→ Estratto del documento:

In un’intervista il segretario del Psi, nonché viceministro dei Trasporti, smonta punto per punto il “teorema accusatorio” contro di lui
L’inchiesta della magistratura fiorentina sulla gestione delle Grandi Opere ha cominciato a produrre i suoi effetti sulla politica. Per ora si può solo intravedere, immaginare, un “sistema” di appalti pilotati, ma sulla stampa ci sono solo le intercettazioni che riguardano direttamente o indirettamente i vertici del Ministero dei Trasporti e delle Infrastrutture, alcuni imprenditori e alcuni professionisti. Si direbbe, arrosto poco, ma molto fumo.
Intanto però sono arrivate le dimissioni del ministro, non indagato, Maurizio Lupi. Da alcune parti, soprattutto da alcuni organi di informazione, si chiedono le dimissioni di quattro sottosegretari indagati, anche per fatti minori, invocando la fine della legge dei “due pesi e due misure” che il presidente del Consiglio Matteo Renzi starebbe utilizzando. Un giornale, il Fatto Quotidiano, unico nel panorama dell’informazione, titolava oggi: «Ecco gli altri da cacciare, cominciando da Nencini». I quattro sottosegretari (De Luca, Del Basso De Caro, Barracciu, Castiglione) hanno tutti un conto “aperto” con la giustizia, Riccardo Nencini, segretario del Partito socialista italiano, no, solo delle intercettazioni che lo riguardano indirettamente. Ne parliamo con lui.

→ Cosa fare:
1: Riporta il passo del testo sull'inchiesta delle Grandi Opere che si apre con le parole contenenti "Intanto però sono" e si chiude con "parliamo con lui.".
2: Elenca i cognomi dei quattro sottosegretari indagati che il testo sull'inchiesta delle Grandi Opere nomina.
I record non servono a nulla in questa parte.

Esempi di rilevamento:
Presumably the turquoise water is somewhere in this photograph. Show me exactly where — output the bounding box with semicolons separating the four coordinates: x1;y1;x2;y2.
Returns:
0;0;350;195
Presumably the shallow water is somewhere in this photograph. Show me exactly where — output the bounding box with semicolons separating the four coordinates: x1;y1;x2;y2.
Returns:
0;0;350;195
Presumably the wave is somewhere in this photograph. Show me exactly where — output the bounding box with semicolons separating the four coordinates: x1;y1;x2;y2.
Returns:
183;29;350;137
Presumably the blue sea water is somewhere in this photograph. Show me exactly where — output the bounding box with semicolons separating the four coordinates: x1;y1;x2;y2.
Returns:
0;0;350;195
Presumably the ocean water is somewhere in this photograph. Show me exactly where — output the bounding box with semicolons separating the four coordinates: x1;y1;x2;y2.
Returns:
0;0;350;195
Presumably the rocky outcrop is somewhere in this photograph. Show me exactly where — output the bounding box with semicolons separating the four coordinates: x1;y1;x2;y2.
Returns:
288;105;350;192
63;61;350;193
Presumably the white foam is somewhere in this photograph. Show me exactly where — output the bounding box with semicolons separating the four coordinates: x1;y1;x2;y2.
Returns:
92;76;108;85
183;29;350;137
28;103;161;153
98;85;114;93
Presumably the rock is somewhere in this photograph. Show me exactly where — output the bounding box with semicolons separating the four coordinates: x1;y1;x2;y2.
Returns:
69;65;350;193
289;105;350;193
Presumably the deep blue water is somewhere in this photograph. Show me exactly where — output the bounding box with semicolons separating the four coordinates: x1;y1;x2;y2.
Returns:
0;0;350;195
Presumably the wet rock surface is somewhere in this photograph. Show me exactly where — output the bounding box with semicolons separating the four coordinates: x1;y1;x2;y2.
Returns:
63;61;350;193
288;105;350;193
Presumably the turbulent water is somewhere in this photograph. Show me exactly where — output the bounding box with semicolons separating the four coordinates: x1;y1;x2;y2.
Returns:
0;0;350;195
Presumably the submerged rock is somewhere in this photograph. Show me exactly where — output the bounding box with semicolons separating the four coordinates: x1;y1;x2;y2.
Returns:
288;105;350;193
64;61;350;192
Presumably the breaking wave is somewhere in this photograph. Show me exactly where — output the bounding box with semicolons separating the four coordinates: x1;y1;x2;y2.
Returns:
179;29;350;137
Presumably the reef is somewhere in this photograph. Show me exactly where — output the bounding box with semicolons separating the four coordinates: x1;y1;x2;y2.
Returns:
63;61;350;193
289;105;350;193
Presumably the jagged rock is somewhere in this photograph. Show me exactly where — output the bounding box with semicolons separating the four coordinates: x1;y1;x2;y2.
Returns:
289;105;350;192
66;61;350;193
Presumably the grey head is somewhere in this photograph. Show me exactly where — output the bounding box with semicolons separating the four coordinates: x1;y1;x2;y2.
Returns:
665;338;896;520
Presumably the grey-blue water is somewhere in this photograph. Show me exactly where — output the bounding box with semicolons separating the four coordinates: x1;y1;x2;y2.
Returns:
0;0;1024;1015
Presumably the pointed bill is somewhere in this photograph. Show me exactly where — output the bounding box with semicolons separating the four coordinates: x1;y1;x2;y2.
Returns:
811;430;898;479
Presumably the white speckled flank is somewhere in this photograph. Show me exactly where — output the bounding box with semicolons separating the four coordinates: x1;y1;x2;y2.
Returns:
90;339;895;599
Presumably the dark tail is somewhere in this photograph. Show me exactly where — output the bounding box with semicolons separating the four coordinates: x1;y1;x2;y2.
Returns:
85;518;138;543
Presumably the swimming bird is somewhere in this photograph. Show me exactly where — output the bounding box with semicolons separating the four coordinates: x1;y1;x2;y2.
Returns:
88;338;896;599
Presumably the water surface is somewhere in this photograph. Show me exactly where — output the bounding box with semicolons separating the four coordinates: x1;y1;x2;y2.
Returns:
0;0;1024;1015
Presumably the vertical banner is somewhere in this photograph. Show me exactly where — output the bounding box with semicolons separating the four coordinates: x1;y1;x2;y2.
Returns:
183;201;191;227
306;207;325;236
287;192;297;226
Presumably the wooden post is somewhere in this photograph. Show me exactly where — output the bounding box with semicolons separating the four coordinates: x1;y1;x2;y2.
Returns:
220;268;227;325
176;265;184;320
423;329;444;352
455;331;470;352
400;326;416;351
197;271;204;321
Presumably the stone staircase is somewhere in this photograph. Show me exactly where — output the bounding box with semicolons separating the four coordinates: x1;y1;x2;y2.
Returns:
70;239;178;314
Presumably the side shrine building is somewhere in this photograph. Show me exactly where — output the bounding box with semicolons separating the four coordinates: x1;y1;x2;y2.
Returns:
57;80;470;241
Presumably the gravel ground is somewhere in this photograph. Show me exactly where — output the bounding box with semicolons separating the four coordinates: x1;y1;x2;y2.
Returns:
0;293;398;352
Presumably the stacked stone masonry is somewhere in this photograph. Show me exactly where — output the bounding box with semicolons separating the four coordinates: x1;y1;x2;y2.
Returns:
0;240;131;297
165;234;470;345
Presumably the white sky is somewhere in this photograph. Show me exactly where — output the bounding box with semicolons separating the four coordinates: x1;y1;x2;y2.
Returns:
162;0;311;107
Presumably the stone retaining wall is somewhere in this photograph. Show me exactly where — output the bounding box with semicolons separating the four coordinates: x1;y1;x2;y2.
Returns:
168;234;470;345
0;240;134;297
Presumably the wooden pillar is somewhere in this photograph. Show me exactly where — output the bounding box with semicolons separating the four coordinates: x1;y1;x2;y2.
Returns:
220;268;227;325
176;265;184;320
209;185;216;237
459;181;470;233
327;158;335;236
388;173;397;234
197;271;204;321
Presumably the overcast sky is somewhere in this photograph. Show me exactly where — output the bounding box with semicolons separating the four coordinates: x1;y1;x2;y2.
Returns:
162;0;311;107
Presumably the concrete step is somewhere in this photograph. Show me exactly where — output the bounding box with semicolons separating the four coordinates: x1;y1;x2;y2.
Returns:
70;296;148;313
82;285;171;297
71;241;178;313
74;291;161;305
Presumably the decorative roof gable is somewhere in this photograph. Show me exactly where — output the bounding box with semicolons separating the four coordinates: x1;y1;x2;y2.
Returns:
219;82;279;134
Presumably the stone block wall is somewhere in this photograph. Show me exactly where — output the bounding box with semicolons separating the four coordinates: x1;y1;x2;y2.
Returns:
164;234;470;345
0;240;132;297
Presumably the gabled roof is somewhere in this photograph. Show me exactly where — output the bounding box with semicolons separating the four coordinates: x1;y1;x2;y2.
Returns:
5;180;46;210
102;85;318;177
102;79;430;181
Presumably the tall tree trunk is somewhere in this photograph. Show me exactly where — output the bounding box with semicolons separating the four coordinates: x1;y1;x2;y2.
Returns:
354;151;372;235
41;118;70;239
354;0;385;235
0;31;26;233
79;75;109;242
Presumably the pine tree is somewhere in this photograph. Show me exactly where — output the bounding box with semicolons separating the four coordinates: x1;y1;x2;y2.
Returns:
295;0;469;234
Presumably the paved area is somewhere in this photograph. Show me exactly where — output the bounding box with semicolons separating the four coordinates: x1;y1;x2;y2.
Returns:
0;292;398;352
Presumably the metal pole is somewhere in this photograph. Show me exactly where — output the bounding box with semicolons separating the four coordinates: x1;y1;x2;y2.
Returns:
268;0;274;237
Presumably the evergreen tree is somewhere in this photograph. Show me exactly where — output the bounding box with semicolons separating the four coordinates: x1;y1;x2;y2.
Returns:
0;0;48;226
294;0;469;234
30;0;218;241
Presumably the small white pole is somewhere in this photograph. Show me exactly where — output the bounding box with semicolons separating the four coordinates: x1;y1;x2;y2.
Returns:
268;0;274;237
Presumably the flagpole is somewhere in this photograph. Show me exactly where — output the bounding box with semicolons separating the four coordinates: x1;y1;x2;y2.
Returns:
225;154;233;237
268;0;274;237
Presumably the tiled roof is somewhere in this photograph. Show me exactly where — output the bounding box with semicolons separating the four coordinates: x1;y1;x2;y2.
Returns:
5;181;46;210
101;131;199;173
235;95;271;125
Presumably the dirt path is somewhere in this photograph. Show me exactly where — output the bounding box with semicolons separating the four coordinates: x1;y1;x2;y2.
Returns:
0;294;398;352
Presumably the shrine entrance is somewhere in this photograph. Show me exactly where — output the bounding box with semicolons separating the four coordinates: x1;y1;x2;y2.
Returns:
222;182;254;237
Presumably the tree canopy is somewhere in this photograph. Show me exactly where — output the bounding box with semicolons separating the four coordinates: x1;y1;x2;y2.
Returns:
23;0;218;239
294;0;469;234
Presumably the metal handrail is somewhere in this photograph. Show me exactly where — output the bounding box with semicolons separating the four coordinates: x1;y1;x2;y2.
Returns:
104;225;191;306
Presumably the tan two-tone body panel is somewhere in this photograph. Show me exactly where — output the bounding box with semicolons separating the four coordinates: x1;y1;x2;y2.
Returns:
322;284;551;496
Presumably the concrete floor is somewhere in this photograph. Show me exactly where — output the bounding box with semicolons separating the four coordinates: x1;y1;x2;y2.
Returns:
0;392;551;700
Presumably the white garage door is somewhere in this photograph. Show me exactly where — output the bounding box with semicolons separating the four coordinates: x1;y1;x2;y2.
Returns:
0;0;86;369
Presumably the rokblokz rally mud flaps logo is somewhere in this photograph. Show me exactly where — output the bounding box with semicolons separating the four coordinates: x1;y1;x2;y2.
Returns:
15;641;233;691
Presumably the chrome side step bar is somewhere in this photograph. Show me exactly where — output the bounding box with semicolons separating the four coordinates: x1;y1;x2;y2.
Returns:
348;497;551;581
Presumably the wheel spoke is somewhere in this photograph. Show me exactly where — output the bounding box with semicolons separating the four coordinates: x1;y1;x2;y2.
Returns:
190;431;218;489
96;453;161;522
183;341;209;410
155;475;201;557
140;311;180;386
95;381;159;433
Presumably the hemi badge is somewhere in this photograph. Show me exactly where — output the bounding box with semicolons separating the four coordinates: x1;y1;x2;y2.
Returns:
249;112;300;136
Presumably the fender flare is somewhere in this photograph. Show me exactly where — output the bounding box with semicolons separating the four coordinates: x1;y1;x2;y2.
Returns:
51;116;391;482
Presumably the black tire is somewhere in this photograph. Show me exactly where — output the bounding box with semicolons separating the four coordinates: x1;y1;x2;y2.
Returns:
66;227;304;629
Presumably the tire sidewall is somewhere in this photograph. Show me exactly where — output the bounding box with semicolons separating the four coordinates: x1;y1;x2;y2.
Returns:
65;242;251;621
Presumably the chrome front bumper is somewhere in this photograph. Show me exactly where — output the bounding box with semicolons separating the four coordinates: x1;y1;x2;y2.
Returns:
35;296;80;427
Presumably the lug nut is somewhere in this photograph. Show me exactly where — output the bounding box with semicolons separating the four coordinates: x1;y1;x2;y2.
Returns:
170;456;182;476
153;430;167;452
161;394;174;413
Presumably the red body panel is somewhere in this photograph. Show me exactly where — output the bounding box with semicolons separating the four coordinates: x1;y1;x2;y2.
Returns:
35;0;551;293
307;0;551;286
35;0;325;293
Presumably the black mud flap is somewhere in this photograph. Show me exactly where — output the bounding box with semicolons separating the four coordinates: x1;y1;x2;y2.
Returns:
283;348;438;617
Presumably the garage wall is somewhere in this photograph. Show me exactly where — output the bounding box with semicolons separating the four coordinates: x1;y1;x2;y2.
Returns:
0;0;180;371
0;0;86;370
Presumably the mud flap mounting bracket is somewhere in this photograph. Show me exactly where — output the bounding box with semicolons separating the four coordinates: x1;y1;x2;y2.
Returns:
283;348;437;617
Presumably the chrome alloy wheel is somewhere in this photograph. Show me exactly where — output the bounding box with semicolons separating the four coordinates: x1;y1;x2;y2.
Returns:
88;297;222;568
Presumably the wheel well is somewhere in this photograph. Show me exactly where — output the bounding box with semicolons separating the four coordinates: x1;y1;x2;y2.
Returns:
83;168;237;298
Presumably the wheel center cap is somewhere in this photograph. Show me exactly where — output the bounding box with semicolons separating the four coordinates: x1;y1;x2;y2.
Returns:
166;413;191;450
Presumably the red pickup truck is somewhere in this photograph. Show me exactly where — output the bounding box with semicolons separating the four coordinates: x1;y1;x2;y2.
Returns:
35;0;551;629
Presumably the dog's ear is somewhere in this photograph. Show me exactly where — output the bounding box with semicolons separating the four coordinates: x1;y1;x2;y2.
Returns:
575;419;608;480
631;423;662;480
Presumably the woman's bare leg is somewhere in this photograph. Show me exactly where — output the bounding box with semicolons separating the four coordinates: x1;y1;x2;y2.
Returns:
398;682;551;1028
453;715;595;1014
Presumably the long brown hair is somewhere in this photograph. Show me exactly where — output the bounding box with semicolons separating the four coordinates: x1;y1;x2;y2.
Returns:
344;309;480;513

→ Le soluzioni:
1:
Intanto però sono arrivate le dimissioni del ministro, non indagato, Maurizio Lupi. Da alcune parti, soprattutto da alcuni organi di informazione, si chiedono le dimissioni di quattro sottosegretari indagati, anche per fatti minori, invocando la fine della legge dei “due pesi e due misure” che il presidente del Consiglio Matteo Renzi starebbe utilizzando. Un giornale, il Fatto Quotidiano, unico nel panorama dell’informazione, titolava oggi: «Ecco gli altri da cacciare, cominciando da Nencini». I quattro sottosegretari (De Luca, Del Basso De Caro, Barracciu, Castiglione) hanno tutti un conto “aperto” con la giustizia, Riccardo Nencini, segretario del Partito socialista italiano, no, solo delle intercettazioni che lo riguardano indirettamente. Ne parliamo con lui.

2: De Luca, Del Basso De Caro, Barracciu, Castiglione